■ To do
For this exercise, transcribe the records below without changing a word.
----
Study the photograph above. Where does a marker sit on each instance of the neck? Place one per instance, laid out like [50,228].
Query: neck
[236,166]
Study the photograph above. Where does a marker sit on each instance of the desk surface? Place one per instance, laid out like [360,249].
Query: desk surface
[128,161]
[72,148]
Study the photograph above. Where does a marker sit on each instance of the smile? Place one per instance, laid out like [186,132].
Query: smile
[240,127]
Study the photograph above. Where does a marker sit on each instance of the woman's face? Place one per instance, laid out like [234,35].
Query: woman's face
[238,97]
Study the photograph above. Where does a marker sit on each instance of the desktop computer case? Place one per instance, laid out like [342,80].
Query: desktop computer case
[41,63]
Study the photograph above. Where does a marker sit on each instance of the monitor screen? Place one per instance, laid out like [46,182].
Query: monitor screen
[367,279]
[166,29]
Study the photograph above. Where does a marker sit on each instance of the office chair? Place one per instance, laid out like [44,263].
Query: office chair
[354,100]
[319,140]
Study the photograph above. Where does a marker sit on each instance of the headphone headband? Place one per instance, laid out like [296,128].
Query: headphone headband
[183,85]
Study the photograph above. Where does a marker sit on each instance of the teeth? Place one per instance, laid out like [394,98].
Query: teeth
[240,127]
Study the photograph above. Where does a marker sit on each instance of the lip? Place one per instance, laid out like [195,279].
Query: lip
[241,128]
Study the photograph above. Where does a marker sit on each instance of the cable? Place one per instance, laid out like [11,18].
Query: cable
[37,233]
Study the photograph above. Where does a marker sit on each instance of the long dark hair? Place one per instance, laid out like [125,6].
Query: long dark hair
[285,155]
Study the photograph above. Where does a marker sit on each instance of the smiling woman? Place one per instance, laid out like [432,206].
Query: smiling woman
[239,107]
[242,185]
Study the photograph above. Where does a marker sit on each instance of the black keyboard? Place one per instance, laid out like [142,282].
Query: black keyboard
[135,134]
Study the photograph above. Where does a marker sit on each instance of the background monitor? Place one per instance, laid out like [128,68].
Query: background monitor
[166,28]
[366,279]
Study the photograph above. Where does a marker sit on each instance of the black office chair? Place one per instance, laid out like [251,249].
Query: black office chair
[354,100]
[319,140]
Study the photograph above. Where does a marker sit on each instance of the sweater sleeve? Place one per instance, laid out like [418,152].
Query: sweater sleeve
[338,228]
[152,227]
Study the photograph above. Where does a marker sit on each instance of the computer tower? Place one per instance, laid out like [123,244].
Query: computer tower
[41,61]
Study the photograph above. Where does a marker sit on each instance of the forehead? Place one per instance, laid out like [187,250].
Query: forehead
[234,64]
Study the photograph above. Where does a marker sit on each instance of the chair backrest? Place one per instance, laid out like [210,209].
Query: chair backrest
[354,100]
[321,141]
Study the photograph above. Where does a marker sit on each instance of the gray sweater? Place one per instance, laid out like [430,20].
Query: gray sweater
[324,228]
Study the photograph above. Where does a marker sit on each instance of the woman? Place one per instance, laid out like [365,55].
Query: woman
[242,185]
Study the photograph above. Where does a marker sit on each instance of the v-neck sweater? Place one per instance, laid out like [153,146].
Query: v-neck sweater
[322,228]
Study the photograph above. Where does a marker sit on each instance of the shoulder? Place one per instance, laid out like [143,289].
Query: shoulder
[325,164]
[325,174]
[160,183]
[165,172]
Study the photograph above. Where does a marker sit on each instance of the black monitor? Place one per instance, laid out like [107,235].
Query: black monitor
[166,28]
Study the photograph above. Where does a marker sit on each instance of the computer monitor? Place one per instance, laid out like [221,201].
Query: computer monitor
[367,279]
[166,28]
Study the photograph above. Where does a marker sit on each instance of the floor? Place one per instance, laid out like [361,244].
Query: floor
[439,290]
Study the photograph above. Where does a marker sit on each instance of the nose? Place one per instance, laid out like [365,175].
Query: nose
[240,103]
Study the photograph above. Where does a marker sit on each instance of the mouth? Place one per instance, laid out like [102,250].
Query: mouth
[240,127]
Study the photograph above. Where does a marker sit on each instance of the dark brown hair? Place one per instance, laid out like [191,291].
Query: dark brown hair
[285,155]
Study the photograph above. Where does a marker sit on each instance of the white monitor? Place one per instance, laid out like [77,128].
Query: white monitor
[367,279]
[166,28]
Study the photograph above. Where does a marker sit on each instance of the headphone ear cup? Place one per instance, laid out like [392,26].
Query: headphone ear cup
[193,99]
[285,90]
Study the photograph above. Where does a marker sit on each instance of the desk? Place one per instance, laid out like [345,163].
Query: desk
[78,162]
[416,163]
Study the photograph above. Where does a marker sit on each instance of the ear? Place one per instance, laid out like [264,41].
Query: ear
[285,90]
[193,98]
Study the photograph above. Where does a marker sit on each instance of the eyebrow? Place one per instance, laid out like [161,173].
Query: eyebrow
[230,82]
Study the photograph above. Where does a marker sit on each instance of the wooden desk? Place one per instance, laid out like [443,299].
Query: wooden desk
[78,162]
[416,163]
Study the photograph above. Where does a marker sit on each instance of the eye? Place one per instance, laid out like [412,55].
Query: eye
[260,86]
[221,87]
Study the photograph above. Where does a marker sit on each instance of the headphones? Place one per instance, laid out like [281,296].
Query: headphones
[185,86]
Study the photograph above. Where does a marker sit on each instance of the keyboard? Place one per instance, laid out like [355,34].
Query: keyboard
----
■ Result
Study the photograph above. Where does a marker sit on each instance of the neck? Place one per instance, laid out like [50,228].
Query: neck
[236,166]
Study the photograph above. Where does a marker sit on each instance of the desk surface? Place one per instance, laid out like [360,249].
Query: desk surface
[128,161]
[72,148]
Study the photograph above. Where does a marker sit on each instance of the smile? Place one per instance, laid out like [186,132].
Query: smile
[240,127]
Study the photograph above. Where does a marker sit on each instance of the woman's face? Place one per instance, laid out like [234,35].
Query: woman's face
[238,97]
Study the photograph above. Where does a marker sit on each instance of the desktop computer case? Place one per instance, laid out like [342,80].
Query: desktop computer case
[41,63]
Study the photograph above. Where does a marker sit on each instance of the monitor screen? Place one per instance, laid out like [46,182].
Query: monitor screen
[367,279]
[166,29]
Study the photograph above. Where does a marker sit on each instance of the office chair? Place one per instance, laid out like [44,263].
Query: office chair
[354,100]
[319,140]
Study the photograph above. Where does a marker sit on each instance of the headphone headband? Place one per instance, laid out like [296,128].
Query: headphone headband
[183,85]
Study the photograph above. Where does a marker sit on each instance of the teeth? Place one per instance, laid out like [394,98].
Query: teeth
[240,127]
Study the photograph above. Where does a marker sit on each instance of the lip? Place one per instance, laid out like [195,279].
Query: lip
[241,128]
Study the photograph above. Where does a marker sit on each instance of the cable? Place one per instance, laid out like [11,18].
Query: cable
[37,233]
Study the photograph above. Where does a marker sit on each instance of the long dark hair? Place one per instance, laid out like [125,6].
Query: long dark hair
[285,155]
Study the photograph above. Where does a marker sit on each instance of the smiling woman? Place one per instance, laid out like [432,206].
Query: smiling woman
[239,107]
[242,185]
Study the photograph above. Where does a marker sit on each instance of the black keyboard? Place one per instance, laid out like [142,282].
Query: black keyboard
[135,134]
Study the photograph above. Where does a marker sit on each instance of the background monitor? Place one per instance, laid out like [128,68].
Query: background monitor
[166,28]
[366,279]
Study the photograph above. Where does a marker sit on each instance of the black office chair? Place one per instance, laid out like [251,249].
Query: black office chair
[354,100]
[319,140]
Study the photograph above. Where does a marker sit on each instance of the sweater sleeve? Place one per instance, laid out like [418,152].
Query: sweater sleeve
[338,228]
[152,227]
Study the photograph above. Where does a marker sit on each instance of the computer tower? Place one per instance, laid out like [123,244].
Query: computer tower
[41,61]
Study the photograph above. Where does a marker sit on each instance of the forehead? Place one per instance, laid out like [187,250].
Query: forehead
[234,64]
Study the photograph above. Where does a marker sit on each instance of the chair backrest? Place one per instance, laid out like [210,209].
Query: chair backrest
[354,100]
[321,141]
Study the photograph above. Where does a marker sit on each instance of the gray sweater? Place one per instance, laid out like [430,20].
Query: gray sweater
[324,228]
Study the photograph above. Where does a marker sit on each instance of the woman? Place one per instance, laid out like [365,55].
Query: woman
[242,185]
Study the photograph above. Where does a marker sit on each instance of the v-neck sweater? Place one per instance, laid out like [153,146].
Query: v-neck sweater
[322,228]
Study the photograph above. Where does a marker sit on each instance of the shoulder? Place one per instance, laid out like [143,289].
Query: shoulder
[325,164]
[325,174]
[160,183]
[165,172]
Study the photograph above. Where does a marker sit on each instance of the black monitor? Place one per instance, laid out like [107,235].
Query: black monitor
[166,28]
Study the photograph above. Where does a marker sit on each instance of the computer monitor? Place one per instance, laid out like [221,201].
Query: computer monitor
[367,279]
[166,28]
Study the photograph above. Where does a marker sit on each instance of the floor? Place one per instance, laid out like [361,244].
Query: floor
[439,290]
Study the photograph above. Where does a marker sit on each instance of the nose? Place one per instance, laid out like [365,175].
Query: nose
[240,103]
Study the photograph above. Where does a marker sit on each instance of the mouth? Place one per instance, laid out like [102,250].
Query: mouth
[240,127]
Study the photograph above. Where does a marker sit on each instance of the dark brown hair? Place one per instance, laid out like [191,291].
Query: dark brown hair
[285,155]
Study the photograph above. Where does a marker sit on each instance of the white monitor? Place one per instance, laid out like [77,128].
Query: white monitor
[367,279]
[166,28]
Study the photograph above. Where does a marker sit on each instance of the headphone ear cup? Place one per instance, laid out like [392,26].
Query: headphone ear cup
[193,99]
[285,90]
Study the photograph above. Where does a marker sit on each instance of the desk? Place one per instance, laid out like [345,163].
Query: desk
[78,162]
[416,163]
Study the photograph above. Where does a marker sit on each instance of the ear? Place one per instance, laid out like [264,41].
Query: ear
[285,90]
[193,98]
Study the photograph above. Where does a marker sit on each instance of the eyebrow? Place one per instance, laid out like [161,173].
Query: eyebrow
[230,82]
Study the photograph above. Where does a marker sit on each instance of the wooden desk? Place one per instance, laid out like [443,299].
Query: wooden desk
[78,162]
[416,163]
Study the photograph above. Where does a marker sit on each instance of the eye? Place one per instance, laid out like [412,55].
Query: eye
[260,86]
[221,87]
Study the photograph above. Where does a marker sit on each instance of the headphones? Place one per instance, laid out like [281,296].
Query: headphones
[185,86]
Study the photograph above. Where does a marker sit on each instance of the keyboard? Place one per instance, laid out like [355,34].
Query: keyboard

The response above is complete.